Stated problem a
Reproduce the stretch of the passage on the labels "Black" and "African-American" from "In one of our" through "disarming. And political.".

Excerpted passage
* * * * * * * * *

A new study from professor Erika Hall of Emory University’s Goizueta Business School suggests that white people have a far more negative view of the term “Black” than they do of the term “African-American.” For instance, study participants routinely concluded that a person had a higher level of education and job status, if that person was referred to as African-American rather than Black.  “Only 38.46% of participants in the Black racial label estimated that the target was in a managerial position, while 73% of the targets in the African-American racial label condition estimated that the target was in a managerial position.” When the study controlled for the alternate use of “white” versus “Caucasian,” there was no significant perception of difference. Study participants also concluded that targets identified as “African-American” were perceived to have a higher socioeconomic status, to generally be more competent, and to have a “warmer” personality.

“Black” was the first racial label I learned, perhaps because my mother was a child of the 1970s. I was never taught to refer to myself as African-American, and must have intuited that this was the “proper” way to refer to myself after checking boxes on a school form.

In one of our many on-the-playground-at-recess conversations, my white childhood best friend told me that her mother taught her to refer to Black people as “African-American,” and white people as “Caucasian American.” One of my mother’s old boyfriends always referred to white people as “Caucasians,” and the term never caught on for me. Since I didn’t particularly like him, his use of the term always struck me as him trying too hard to “talk proper.”

To this day, if I’m not being really deliberate, or really formal, I refer to myself and other African Americans as “Black.” Blackness rolls off the tongue in just that certain way when I say it loud and proud. I sometimes notice white eyebrows raising when I dare to say the word “Black,” sitting around a boardroom table. It is disruptive. And disarming. And political.

As a kid, I thought “African-American” sounded like a mouthful. Now I’m glad my best friend’s mom taught her to say it.  I don’t have a problem with white people using the term “Black.” But sometimes I do, when it rolls off white tongues like an accusation.

Now that racial politics in the U.S. South are not my only frame of reference, my investment in the term “Black” also has to do with being in solidarity with the many other Black people in this country and in the world, who are not American, who hail from the Caribbean or the Continent or other European countries, too. Though racial politics play out differently in all those locales, what we share in common is the global problem of white supremacy. And it is because of these shared political histories, and because of the political legacy of Blackness, that I capitalize this word, even though I frequently do not capitalize “white.”

* * * * * * * * *

Stated problem b
Collect every line of the listing below that contains the string "tuning".

* * * * * * * * *

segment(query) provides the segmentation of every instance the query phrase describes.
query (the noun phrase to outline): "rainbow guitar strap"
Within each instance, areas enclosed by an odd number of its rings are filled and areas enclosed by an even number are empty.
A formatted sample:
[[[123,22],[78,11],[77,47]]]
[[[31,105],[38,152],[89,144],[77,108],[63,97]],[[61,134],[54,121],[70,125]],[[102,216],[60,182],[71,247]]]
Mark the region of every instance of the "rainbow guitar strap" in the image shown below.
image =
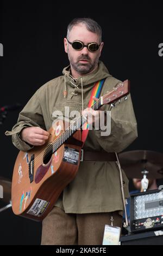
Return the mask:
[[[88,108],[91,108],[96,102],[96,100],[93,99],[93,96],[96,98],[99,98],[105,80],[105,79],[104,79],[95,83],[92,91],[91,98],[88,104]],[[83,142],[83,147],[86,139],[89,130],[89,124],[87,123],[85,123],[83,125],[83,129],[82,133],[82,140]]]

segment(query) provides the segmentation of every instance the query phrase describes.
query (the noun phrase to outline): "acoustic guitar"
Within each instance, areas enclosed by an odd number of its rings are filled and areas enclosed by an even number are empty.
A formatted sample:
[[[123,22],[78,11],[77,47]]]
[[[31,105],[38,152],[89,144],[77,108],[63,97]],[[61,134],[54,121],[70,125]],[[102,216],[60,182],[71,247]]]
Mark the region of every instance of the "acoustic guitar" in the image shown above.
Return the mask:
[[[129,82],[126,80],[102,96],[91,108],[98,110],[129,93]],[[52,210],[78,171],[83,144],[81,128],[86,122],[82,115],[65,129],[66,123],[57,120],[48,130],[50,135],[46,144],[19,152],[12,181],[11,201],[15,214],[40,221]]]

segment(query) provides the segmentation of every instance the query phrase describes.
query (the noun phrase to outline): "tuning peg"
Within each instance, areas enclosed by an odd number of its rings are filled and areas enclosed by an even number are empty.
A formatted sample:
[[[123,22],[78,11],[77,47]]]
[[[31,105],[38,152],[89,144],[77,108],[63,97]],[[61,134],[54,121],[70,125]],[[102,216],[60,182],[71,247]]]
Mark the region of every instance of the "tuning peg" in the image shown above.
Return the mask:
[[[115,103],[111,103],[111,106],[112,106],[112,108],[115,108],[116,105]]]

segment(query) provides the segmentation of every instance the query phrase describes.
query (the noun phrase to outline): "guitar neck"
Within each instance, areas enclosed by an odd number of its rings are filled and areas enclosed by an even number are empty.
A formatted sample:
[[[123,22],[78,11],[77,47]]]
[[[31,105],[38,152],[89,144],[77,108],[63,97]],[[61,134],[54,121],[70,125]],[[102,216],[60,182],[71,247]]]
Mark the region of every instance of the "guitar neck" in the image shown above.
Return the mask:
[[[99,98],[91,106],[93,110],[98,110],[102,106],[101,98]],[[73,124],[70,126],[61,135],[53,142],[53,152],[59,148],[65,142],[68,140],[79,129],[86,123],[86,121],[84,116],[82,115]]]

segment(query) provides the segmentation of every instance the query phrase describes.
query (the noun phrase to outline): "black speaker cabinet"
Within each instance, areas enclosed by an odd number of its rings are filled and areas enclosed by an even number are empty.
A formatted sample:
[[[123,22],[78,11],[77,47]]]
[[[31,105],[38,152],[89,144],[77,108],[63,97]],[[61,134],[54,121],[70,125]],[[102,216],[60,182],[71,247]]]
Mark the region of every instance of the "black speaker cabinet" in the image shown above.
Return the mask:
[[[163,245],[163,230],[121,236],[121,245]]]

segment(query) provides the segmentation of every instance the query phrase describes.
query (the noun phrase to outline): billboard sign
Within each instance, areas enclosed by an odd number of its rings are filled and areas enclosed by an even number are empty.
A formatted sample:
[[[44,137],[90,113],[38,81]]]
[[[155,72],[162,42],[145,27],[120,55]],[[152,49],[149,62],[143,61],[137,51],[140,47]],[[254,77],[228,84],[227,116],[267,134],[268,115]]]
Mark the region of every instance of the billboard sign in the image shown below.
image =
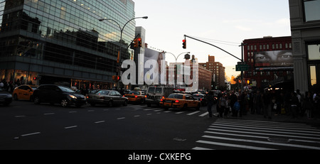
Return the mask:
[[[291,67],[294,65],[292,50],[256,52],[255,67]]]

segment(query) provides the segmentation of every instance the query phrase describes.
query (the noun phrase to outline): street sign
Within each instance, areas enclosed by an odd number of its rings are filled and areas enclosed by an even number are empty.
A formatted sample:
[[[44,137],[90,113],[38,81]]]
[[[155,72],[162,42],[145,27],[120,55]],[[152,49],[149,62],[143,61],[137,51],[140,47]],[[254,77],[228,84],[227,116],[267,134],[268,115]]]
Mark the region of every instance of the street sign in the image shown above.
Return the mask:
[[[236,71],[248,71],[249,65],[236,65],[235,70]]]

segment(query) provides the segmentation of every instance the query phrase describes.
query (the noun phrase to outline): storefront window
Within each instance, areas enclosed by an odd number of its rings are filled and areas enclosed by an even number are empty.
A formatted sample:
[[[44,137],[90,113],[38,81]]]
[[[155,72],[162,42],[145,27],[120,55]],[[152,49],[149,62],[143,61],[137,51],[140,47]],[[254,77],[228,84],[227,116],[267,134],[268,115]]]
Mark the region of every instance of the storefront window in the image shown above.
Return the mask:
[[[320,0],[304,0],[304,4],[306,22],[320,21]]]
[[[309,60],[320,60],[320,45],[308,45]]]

* * * * * * * * *

Exercise solution a
In one of our many on-the-playground-at-recess conversations, my white childhood best friend told me that her mother taught her to refer to Black people as “African-American,” and white people as “Caucasian American.” One of my mother’s old boyfriends always referred to white people as “Caucasians,” and the term never caught on for me. Since I didn’t particularly like him, his use of the term always struck me as him trying too hard to “talk proper.”

To this day, if I’m not being really deliberate, or really formal, I refer to myself and other African Americans as “Black.” Blackness rolls off the tongue in just that certain way when I say it loud and proud. I sometimes notice white eyebrows raising when I dare to say the word “Black,” sitting around a boardroom table. It is disruptive. And disarming. And political.

Exercise solution b
query (the noun phrase to outline): "tuning peg"
Mark the region of every instance of the "tuning peg" in the image shown above.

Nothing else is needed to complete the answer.